Rewrite in full every line between the one holding "[865, 382], one" and the one holding "[1138, 407]", inclusive, adding 89 to each coordinate in the answers and leaving all other numbers unchanged.

Examples of point labeling
--
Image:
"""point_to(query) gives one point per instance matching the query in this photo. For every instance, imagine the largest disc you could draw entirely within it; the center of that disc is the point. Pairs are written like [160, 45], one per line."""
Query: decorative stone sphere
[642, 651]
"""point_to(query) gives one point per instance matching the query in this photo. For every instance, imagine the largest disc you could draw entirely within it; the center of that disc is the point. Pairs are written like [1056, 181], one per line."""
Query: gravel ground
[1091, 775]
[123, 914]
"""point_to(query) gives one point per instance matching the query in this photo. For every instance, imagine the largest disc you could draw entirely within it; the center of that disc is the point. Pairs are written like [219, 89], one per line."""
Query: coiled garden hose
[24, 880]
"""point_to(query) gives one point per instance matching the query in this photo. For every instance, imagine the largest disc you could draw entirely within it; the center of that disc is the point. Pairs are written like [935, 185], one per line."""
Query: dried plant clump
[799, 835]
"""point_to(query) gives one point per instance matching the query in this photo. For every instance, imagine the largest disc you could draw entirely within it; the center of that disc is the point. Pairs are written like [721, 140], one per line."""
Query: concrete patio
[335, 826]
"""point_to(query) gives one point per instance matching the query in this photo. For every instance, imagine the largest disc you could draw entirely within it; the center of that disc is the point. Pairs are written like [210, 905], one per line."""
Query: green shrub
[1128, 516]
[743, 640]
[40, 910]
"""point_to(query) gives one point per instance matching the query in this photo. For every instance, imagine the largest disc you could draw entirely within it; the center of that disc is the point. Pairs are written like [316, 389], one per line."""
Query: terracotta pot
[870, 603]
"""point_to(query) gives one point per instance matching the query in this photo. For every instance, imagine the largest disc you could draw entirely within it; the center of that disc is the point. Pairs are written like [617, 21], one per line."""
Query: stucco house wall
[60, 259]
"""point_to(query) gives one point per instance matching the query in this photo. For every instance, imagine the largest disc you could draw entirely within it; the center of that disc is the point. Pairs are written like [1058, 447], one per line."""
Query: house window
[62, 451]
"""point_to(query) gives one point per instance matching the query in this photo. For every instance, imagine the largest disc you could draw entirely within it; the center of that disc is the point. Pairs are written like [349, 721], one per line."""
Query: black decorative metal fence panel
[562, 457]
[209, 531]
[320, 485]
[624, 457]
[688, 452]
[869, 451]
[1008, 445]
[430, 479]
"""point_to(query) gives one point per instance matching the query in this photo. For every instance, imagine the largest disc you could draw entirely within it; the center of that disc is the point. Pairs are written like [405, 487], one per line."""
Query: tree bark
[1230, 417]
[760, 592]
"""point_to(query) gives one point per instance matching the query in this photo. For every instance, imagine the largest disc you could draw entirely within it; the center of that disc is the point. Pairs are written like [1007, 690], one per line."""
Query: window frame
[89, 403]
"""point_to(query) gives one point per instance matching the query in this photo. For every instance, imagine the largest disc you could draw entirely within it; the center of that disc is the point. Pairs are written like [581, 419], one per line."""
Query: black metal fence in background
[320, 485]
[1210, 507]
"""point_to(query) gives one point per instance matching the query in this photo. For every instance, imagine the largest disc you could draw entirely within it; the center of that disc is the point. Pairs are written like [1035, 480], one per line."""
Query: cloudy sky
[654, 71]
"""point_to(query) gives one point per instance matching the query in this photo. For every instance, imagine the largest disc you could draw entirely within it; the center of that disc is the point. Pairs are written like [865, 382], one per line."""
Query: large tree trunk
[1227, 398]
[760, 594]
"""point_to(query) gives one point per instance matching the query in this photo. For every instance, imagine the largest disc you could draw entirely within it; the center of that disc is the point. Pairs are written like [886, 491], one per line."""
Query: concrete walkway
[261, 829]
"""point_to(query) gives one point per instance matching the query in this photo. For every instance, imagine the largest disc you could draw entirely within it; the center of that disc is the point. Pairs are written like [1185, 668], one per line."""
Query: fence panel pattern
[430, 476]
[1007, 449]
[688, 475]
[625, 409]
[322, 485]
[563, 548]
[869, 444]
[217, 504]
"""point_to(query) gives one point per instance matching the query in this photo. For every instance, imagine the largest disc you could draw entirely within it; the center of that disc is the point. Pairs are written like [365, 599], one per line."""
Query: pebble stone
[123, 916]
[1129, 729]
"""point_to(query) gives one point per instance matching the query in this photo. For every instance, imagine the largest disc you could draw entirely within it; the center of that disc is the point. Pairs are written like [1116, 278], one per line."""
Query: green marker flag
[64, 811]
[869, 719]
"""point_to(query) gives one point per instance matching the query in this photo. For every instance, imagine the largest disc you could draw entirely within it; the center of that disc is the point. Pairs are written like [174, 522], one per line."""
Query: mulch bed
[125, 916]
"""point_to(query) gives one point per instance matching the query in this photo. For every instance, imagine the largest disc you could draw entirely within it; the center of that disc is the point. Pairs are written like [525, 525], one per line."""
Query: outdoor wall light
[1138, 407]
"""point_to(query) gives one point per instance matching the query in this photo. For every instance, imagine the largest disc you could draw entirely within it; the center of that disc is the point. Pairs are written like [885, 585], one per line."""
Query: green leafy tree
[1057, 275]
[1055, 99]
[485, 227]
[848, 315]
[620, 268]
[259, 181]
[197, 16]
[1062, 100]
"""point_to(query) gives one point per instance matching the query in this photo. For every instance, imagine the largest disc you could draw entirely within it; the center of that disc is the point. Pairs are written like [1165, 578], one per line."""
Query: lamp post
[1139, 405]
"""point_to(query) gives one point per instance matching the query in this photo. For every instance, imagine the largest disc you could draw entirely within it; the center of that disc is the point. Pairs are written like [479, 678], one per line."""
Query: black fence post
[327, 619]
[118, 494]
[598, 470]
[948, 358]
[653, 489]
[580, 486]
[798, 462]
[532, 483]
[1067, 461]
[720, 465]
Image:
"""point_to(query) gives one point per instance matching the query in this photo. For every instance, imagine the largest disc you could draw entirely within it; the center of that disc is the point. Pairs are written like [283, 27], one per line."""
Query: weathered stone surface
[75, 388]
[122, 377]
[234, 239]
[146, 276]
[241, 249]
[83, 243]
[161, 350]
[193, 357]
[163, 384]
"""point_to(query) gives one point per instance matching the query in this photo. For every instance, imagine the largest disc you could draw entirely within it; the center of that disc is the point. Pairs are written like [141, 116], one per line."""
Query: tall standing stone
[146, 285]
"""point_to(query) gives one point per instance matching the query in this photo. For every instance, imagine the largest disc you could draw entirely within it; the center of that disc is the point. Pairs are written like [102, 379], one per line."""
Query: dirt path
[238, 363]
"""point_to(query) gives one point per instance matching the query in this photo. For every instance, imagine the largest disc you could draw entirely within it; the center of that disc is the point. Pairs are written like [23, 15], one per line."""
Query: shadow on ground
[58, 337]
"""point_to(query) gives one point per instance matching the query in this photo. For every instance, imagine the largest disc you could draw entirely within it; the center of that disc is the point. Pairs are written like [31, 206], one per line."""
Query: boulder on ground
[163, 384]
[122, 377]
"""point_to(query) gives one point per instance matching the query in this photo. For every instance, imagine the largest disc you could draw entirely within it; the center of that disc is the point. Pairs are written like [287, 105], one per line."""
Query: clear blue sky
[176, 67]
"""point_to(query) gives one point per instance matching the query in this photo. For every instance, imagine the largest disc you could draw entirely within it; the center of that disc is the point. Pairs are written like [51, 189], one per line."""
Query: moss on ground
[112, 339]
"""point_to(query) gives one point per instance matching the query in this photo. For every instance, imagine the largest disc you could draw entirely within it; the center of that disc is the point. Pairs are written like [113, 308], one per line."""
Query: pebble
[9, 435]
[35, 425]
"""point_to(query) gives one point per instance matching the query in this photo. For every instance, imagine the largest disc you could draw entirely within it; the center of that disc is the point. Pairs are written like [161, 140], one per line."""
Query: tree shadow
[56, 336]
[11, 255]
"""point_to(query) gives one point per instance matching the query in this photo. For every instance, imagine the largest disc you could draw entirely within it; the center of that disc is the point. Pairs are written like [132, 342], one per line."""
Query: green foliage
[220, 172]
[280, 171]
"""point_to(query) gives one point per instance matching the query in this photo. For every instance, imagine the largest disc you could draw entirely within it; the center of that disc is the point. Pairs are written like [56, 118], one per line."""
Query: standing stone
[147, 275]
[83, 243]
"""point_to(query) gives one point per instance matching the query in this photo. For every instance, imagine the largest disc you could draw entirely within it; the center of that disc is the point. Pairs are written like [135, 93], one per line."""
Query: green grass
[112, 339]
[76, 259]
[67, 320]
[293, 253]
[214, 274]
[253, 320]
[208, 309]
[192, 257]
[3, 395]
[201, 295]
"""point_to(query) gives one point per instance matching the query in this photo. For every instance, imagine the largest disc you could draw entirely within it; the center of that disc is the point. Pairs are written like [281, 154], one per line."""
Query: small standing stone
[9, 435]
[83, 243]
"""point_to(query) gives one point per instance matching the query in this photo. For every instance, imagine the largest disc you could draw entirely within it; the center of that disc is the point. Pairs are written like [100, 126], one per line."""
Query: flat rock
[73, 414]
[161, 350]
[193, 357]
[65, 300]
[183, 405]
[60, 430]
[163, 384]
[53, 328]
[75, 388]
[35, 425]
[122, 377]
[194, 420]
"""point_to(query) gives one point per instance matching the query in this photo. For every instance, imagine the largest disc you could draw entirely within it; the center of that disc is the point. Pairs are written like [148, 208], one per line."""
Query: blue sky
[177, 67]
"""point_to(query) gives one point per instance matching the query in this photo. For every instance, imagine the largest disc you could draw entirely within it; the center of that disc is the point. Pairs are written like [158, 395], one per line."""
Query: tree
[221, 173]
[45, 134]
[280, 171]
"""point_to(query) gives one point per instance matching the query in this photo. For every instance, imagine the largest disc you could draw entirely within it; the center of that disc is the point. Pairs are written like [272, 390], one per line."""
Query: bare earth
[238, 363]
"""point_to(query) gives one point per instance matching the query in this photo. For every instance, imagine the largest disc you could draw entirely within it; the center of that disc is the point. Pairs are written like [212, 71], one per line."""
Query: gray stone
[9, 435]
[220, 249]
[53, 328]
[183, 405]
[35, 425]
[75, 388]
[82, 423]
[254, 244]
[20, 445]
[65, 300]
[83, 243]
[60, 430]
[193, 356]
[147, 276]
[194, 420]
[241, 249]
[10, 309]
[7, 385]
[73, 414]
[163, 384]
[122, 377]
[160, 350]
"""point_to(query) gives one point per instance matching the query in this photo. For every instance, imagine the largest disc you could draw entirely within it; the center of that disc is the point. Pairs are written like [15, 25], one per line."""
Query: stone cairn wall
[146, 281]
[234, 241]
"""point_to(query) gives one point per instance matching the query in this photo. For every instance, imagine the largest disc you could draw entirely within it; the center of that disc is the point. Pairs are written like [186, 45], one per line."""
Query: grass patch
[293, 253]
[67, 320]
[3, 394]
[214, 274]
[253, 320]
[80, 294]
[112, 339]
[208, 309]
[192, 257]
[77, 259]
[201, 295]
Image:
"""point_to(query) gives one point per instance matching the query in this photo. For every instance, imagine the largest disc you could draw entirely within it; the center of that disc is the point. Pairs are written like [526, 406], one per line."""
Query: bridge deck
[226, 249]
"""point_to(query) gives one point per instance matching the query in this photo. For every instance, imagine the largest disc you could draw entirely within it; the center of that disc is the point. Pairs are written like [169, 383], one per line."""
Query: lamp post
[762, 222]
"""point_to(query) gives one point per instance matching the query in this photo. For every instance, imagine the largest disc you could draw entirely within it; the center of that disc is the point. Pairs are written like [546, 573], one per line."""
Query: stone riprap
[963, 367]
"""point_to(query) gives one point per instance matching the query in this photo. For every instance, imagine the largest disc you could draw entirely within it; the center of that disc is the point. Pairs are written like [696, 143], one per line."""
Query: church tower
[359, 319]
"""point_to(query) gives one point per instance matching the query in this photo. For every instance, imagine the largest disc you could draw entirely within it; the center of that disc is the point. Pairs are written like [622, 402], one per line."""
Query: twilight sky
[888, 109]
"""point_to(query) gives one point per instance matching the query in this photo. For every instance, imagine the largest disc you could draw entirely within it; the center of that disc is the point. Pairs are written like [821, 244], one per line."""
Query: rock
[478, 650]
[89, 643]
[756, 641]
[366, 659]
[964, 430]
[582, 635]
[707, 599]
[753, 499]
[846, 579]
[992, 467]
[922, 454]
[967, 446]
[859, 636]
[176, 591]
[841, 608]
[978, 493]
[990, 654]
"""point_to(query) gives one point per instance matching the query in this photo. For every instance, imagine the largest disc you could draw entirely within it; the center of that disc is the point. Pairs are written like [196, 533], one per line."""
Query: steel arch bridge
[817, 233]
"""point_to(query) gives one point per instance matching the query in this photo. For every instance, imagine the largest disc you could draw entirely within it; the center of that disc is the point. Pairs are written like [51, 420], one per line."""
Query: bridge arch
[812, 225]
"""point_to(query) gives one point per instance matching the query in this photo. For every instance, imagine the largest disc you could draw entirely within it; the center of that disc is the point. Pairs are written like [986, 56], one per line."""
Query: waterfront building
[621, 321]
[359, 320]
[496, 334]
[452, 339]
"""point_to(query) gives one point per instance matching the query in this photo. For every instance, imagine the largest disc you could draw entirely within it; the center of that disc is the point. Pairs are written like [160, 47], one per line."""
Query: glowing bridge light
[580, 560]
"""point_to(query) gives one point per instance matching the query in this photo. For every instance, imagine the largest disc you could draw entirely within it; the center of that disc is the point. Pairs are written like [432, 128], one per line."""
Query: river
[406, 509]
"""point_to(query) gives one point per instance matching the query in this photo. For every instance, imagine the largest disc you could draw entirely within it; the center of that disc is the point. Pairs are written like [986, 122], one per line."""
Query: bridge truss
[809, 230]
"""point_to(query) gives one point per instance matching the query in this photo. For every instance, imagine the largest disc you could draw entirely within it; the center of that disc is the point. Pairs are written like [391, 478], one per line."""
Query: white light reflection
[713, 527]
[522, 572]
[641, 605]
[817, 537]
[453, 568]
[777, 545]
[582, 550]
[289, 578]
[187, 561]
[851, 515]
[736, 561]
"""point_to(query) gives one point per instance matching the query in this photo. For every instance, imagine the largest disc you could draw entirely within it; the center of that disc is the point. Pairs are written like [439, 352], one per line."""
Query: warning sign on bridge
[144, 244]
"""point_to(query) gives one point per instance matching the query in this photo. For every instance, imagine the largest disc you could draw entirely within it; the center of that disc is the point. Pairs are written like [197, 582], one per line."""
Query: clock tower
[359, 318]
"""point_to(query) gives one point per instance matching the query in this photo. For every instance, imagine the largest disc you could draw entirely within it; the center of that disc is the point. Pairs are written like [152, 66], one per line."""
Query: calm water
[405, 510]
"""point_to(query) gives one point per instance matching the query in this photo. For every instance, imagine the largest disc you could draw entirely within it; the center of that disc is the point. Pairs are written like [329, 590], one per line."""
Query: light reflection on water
--
## SOLUTION FOR THIS PROBLEM
"""point_to(query) gives one point per instance matching the query in this photo. For every instance, imagine the largest disc you could draw entirely within it; the center of that disc is the point. Pairs are written like [865, 382], one per line."""
Query: large tree trunk
[1316, 487]
[849, 683]
"""point_to(query) gives one point per instance matching the query in this photo. For every instance, imagine the largest disc you could draw entirely within it; the center of that disc is the point. Pairs are written like [886, 491], one per line."""
Query: concrete walkway
[350, 918]
"""point_to(query) gives one point per instance matching the query in this photo. For every instance, imagine the largest disc you could draw entirely within it; the center of that disc is the point. Pairs are written like [1185, 668], one per line."""
Query: fence panel pattern
[519, 565]
[1096, 538]
[777, 564]
[714, 498]
[411, 574]
[652, 637]
[958, 533]
[306, 593]
"""point_to(query) gives one point per instance matching the query in this photo. For every instance, imagine the largest disc you could draw entirely within it; the center of that disc is the point. Pairs are written like [365, 599], one per line."""
Query: pebble stone
[212, 1005]
[1218, 818]
"""point_to(query) gives one point per instance matching the query in this photo. For every instance, imagine the largest disc you could draw entirely within it; the center of that disc is the point. Pairs are written like [1116, 278], one per line."""
Query: green marker flag
[153, 900]
[958, 808]
"""point_to(query) gives one point per instance matching the query in this photo. For every instance, imagine the largest disc you could draw entirely within it; the center of that disc is the point. Pairs are written like [174, 522], one per line."""
Query: mulch bed
[214, 1005]
"""point_to(query) gives one point per instance matching the query in this photo. For every instance, imagine the largest disc you could draw entirely within it; the center of that disc is the point. Pairs are written like [525, 525], one per line."""
Query: outdoor wall light
[1227, 496]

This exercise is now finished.